Exercise aim: For each line in the records, produce an exact copy.

Excerpted records:
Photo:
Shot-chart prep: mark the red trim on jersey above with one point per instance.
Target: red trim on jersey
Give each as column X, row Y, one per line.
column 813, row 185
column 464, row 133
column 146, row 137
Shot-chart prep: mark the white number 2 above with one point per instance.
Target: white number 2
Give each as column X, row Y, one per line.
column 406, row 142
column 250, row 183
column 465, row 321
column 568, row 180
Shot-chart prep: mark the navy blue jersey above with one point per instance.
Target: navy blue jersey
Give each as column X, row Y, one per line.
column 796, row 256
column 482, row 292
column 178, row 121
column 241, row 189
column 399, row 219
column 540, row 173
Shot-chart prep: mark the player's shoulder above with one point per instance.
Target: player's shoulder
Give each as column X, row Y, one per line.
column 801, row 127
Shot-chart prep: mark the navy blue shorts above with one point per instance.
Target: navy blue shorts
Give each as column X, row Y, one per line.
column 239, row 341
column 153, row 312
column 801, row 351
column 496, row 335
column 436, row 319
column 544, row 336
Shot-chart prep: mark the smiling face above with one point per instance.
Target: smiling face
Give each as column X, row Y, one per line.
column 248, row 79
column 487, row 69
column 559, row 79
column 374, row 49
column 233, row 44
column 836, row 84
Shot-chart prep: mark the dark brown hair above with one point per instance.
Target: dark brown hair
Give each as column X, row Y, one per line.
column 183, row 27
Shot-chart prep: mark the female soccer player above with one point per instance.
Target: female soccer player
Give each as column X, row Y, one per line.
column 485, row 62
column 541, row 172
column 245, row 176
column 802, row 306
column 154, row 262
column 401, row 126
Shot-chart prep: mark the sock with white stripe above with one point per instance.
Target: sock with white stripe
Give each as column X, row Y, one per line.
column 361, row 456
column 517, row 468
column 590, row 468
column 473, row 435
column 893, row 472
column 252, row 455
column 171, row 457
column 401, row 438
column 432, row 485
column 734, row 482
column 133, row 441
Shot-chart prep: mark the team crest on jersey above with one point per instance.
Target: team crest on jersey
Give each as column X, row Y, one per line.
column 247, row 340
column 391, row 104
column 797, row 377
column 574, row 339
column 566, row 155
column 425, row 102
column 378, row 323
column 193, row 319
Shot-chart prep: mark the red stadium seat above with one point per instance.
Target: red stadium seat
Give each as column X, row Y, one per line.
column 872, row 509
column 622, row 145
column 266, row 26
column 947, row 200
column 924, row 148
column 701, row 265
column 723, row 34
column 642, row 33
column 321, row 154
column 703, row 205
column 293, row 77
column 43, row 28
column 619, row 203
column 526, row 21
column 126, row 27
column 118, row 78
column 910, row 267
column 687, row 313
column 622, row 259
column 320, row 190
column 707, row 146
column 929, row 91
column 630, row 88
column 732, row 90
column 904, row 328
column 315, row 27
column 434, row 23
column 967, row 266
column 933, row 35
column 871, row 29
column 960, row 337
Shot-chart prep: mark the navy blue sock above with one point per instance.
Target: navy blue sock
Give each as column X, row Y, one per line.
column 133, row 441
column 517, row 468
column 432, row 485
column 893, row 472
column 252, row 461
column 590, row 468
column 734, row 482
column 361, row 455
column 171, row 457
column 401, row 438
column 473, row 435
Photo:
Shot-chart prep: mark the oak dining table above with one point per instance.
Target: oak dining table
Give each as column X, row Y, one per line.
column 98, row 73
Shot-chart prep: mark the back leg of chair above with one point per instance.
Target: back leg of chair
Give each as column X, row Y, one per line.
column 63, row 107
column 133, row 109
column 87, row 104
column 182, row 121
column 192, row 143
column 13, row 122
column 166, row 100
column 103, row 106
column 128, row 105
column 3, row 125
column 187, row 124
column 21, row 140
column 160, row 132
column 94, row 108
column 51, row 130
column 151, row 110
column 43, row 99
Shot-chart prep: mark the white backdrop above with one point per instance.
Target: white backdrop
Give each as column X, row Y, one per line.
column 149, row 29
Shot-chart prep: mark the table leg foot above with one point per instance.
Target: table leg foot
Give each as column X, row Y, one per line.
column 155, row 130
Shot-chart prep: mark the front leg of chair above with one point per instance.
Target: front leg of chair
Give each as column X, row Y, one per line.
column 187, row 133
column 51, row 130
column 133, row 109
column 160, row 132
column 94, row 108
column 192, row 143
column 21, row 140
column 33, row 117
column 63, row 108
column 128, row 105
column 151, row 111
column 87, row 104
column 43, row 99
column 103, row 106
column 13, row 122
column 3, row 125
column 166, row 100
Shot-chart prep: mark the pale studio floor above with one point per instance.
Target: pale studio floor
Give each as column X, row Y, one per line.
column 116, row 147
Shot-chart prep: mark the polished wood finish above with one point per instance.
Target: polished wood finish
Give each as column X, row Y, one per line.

Written solution:
Photo:
Shot-chart prep: mark the red trim on jersey above with one point per instance.
Target: red trim on jersey
Give each as column X, row Y, one per line.
column 813, row 185
column 464, row 133
column 146, row 137
Shot-chart prep: mark the white number 2 above with one point per instance.
Target: white number 2
Give each as column X, row Y, one per line.
column 406, row 142
column 250, row 183
column 465, row 321
column 568, row 180
Shot-chart prep: mark the navy blue jersey above with one point per instance.
Target: navy blue jersey
Give each as column X, row Y, one per line.
column 796, row 256
column 482, row 292
column 178, row 121
column 241, row 189
column 399, row 219
column 540, row 173
Shot-chart prep: mark the player's shoulder above with one point per instance.
Target: player's shoulder
Give each as column X, row Y, one per line.
column 801, row 127
Shot-chart prep: mark the navy blue shorts above with one point per instance.
Target: navy blue shorts
Give each as column X, row Y, one per line.
column 239, row 341
column 153, row 312
column 801, row 351
column 496, row 335
column 436, row 319
column 544, row 336
Shot-chart prep: mark the smiling face above with one point per instance.
Target: smiling face
Give each as column X, row Y, one per line.
column 248, row 79
column 487, row 69
column 559, row 79
column 374, row 49
column 233, row 44
column 836, row 84
Shot-chart prep: mark the dark brown hair above with one point per instance.
Target: dark brown hair
Give each as column X, row Y, one per line.
column 183, row 27
Shot-chart prep: mark the female soccer player above with one point per instance.
Target: female soccer player
Give each as column X, row Y, one per line.
column 485, row 62
column 541, row 172
column 245, row 176
column 802, row 306
column 154, row 262
column 401, row 126
Shot-chart prep: mark the sock with white stripe above with one point per instance.
Target: sock with white stripe
Give each as column X, row Y, one per line.
column 361, row 456
column 517, row 468
column 590, row 468
column 473, row 435
column 893, row 472
column 252, row 455
column 171, row 457
column 401, row 438
column 432, row 485
column 734, row 482
column 133, row 441
Shot-chart prep: mark the team crest on jersey above with one point per instance.
Target: team crest on jersey
Give each as column X, row Y, one per line.
column 247, row 340
column 391, row 104
column 797, row 377
column 574, row 339
column 566, row 155
column 425, row 102
column 378, row 323
column 193, row 319
Shot-chart prep: mark the red stadium seat above with one point per instance.
Target: red stadium seat
Give each as column X, row Y, one per line.
column 872, row 509
column 622, row 145
column 266, row 26
column 947, row 200
column 924, row 148
column 701, row 265
column 723, row 34
column 642, row 33
column 321, row 154
column 703, row 205
column 293, row 77
column 43, row 28
column 619, row 203
column 526, row 21
column 126, row 27
column 118, row 78
column 910, row 267
column 687, row 313
column 622, row 259
column 320, row 190
column 707, row 146
column 929, row 91
column 630, row 88
column 732, row 90
column 904, row 328
column 315, row 27
column 434, row 23
column 967, row 266
column 933, row 35
column 871, row 29
column 960, row 337
Shot-chart prep: mark the navy blue sock above with one point per instance.
Target: navy blue sock
Give each as column X, row Y, one per line.
column 133, row 441
column 517, row 468
column 432, row 485
column 893, row 472
column 252, row 461
column 590, row 468
column 734, row 482
column 361, row 455
column 171, row 457
column 401, row 438
column 473, row 435
Photo:
Shot-chart prep: mark the oak dining table above with one point per instance.
Target: oak dining table
Give each as column X, row Y, one per line.
column 98, row 73
Shot-chart prep: mark the back leg of chair above with one point per instance.
Target: back leg of chair
Give each as column X, row Y, one per line.
column 63, row 107
column 133, row 109
column 87, row 104
column 182, row 121
column 192, row 143
column 13, row 122
column 166, row 100
column 103, row 106
column 128, row 105
column 3, row 125
column 187, row 124
column 21, row 140
column 160, row 132
column 94, row 108
column 51, row 130
column 151, row 110
column 43, row 99
Shot-chart prep: mark the white backdrop above with one point per instance.
Target: white backdrop
Give each as column X, row Y, one per line.
column 149, row 29
Shot-chart prep: mark the table leg foot above with one point per instance.
Target: table leg foot
Give each as column X, row Y, one per line.
column 155, row 130
Shot-chart prep: mark the front leg of chair above with one point per instance.
Target: front leg of chair
Give each as column X, row Y, one per line.
column 187, row 133
column 51, row 130
column 133, row 109
column 160, row 132
column 94, row 108
column 192, row 143
column 21, row 140
column 33, row 117
column 63, row 108
column 128, row 105
column 151, row 111
column 87, row 104
column 43, row 99
column 103, row 106
column 13, row 122
column 3, row 125
column 166, row 100
Shot-chart prep: mark the pale studio floor above with one point per instance.
Target: pale studio floor
Give each as column X, row Y, one per line.
column 116, row 147
Shot-chart prep: mark the polished wood finish above with one point per instance.
Target: polished wood finish
Give each as column X, row Y, one per line.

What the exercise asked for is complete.